[Contour annotation records]

>> Begin

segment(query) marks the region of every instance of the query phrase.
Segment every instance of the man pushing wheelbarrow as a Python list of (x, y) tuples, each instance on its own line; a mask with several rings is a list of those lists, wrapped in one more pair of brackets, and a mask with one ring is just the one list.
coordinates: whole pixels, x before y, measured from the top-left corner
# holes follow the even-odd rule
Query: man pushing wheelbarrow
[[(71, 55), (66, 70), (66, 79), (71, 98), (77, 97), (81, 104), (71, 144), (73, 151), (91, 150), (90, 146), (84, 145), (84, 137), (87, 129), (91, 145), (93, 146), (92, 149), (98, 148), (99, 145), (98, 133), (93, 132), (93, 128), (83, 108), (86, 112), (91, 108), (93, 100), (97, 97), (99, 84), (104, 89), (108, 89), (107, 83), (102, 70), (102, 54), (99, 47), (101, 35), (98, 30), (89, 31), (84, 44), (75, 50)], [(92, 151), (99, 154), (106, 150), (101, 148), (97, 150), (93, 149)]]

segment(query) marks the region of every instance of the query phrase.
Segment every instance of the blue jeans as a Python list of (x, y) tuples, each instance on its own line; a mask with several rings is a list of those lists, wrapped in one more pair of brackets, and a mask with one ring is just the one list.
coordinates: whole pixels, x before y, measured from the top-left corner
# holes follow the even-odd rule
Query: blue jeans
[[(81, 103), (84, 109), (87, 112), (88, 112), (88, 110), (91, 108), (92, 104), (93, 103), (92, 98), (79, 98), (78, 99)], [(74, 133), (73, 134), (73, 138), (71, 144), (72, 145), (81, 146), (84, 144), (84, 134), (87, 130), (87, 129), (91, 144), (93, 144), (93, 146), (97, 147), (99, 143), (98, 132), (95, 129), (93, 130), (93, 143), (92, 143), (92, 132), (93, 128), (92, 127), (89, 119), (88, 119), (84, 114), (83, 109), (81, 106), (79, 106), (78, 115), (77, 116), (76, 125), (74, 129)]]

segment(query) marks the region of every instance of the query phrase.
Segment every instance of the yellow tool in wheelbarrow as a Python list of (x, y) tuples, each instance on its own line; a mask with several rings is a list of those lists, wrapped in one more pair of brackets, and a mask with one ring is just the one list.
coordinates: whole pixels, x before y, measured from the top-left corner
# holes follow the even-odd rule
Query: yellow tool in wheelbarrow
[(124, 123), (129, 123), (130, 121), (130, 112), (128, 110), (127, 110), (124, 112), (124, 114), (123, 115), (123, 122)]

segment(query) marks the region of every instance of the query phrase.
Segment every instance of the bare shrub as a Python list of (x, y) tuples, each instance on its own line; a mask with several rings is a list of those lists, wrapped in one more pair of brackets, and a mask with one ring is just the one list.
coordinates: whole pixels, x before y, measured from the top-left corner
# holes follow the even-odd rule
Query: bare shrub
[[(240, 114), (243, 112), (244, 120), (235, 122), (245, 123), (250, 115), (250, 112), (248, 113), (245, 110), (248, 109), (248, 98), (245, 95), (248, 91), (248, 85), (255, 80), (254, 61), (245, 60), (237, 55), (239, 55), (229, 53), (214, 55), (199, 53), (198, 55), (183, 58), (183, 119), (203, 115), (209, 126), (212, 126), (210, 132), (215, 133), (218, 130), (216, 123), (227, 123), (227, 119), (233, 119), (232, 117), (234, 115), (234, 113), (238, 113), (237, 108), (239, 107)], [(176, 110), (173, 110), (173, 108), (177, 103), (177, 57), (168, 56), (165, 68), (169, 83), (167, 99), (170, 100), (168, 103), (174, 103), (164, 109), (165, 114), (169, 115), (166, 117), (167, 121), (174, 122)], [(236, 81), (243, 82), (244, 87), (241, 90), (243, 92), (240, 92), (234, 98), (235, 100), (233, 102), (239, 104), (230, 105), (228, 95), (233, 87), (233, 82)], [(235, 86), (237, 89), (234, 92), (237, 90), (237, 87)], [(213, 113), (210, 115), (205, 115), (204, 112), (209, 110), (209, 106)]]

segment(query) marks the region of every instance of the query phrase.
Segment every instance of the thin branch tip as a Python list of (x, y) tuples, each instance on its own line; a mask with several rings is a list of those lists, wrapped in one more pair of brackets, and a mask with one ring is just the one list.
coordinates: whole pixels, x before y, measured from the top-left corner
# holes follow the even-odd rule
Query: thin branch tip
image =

>> End

■ Instructions to follow ■
Return every line of these rows unchanged.

■ Written answer ■
segment(query) marks the region of every instance of the query phrase.
Segment every instance of the man pushing wheelbarrow as a Python list of (x, y) tuples, each instance on its own line; a mask with several rings is a list of those lists, wrapped in one more pair of brackets, and a mask with one ring is just the one list.
coordinates: whole pixels, x before y, measured from the top-left corner
# holes follow the even-odd rule
Query: man pushing wheelbarrow
[[(71, 55), (66, 70), (66, 79), (71, 98), (77, 97), (81, 104), (71, 144), (73, 151), (91, 150), (90, 146), (84, 145), (84, 137), (87, 129), (91, 145), (93, 146), (92, 149), (98, 148), (99, 145), (98, 133), (93, 132), (93, 128), (83, 108), (86, 112), (91, 108), (93, 100), (97, 97), (99, 84), (104, 89), (108, 89), (107, 83), (102, 70), (102, 54), (99, 47), (101, 35), (98, 30), (89, 31), (84, 44), (75, 50)], [(92, 151), (99, 154), (106, 150), (101, 148), (97, 150), (93, 149)]]

segment(query) marks the region of every instance of the query phrase.
Segment every instance of the blue jeans as a Python list of (x, y) tuples, each instance on its own line; a mask with several rings is a list of those lists, wrapped in one more pair of brackets, and a mask with one ring is just the one list.
coordinates: whole pixels, x before y, measured from the top-left corner
# holes follow the even-odd rule
Query: blue jeans
[[(81, 103), (84, 109), (87, 112), (88, 112), (88, 110), (91, 108), (92, 104), (93, 103), (92, 98), (79, 98), (78, 99)], [(74, 133), (73, 134), (73, 138), (71, 144), (72, 145), (81, 146), (84, 144), (84, 134), (87, 130), (87, 129), (91, 144), (93, 144), (93, 146), (97, 147), (99, 143), (98, 132), (95, 129), (93, 130), (93, 143), (92, 143), (92, 132), (93, 128), (92, 127), (89, 119), (88, 119), (84, 114), (83, 109), (81, 106), (79, 106), (78, 115), (77, 116), (76, 125), (74, 129)]]

segment(query) marks the region of every instance of the query phrase.
Segment every instance of the yellow tool in wheelbarrow as a Python list of (x, y) tuples, each instance on its own line; a mask with several rings is a list of those lists, wrapped in one more pair of brackets, and a mask with one ring is just the one list.
coordinates: whole pixels, x before y, measured from the top-left corner
# holes follow the even-odd rule
Query: yellow tool in wheelbarrow
[(124, 123), (129, 123), (130, 121), (130, 112), (128, 110), (127, 110), (124, 112), (124, 114), (123, 115), (123, 122)]

segment(query) marks the region of every instance of the query phrase.
Segment every instance of the bare shrub as a Python list of (x, y) tuples, each instance on its own line; a mask with several rings is a list of those lists, wrapped in one more pair of brackets, and a mask with one ring is just the one list.
coordinates: whole pixels, x before y, measured from the top-left corner
# holes follow the even-odd rule
Query: bare shrub
[[(240, 114), (243, 112), (244, 120), (235, 122), (245, 123), (250, 115), (250, 112), (248, 113), (245, 110), (248, 109), (248, 98), (245, 95), (248, 91), (248, 85), (255, 80), (254, 61), (245, 60), (237, 55), (239, 55), (229, 53), (214, 55), (199, 53), (198, 55), (183, 58), (183, 119), (203, 115), (209, 126), (212, 126), (210, 132), (215, 133), (218, 130), (216, 123), (227, 123), (227, 119), (233, 119), (232, 117), (234, 115), (234, 113), (238, 113), (237, 108), (239, 107)], [(176, 110), (173, 110), (173, 108), (177, 103), (177, 57), (168, 56), (165, 68), (169, 83), (167, 99), (170, 100), (168, 103), (174, 103), (164, 109), (165, 114), (169, 115), (166, 117), (167, 121), (174, 122)], [(236, 81), (243, 82), (244, 87), (241, 90), (243, 92), (240, 92), (234, 98), (235, 100), (233, 102), (239, 104), (230, 105), (228, 95), (233, 87), (233, 82)], [(235, 86), (237, 89), (234, 92), (237, 90), (237, 87)], [(213, 113), (210, 115), (205, 115), (204, 112), (209, 110), (209, 106)]]

segment(query) marks the region of every instance of the query phrase.
Segment every instance of the thin branch tip as a Python list of (x, y) tuples, each instance on its own line; a mask with several rings is a list of those lists, wrapped in one more pair of brackets, and a mask with one ring is just the one list.
coordinates: whole pixels, x before y, measured from the top-left corner
# holes follow the even-odd rule
Query: thin branch tip
image =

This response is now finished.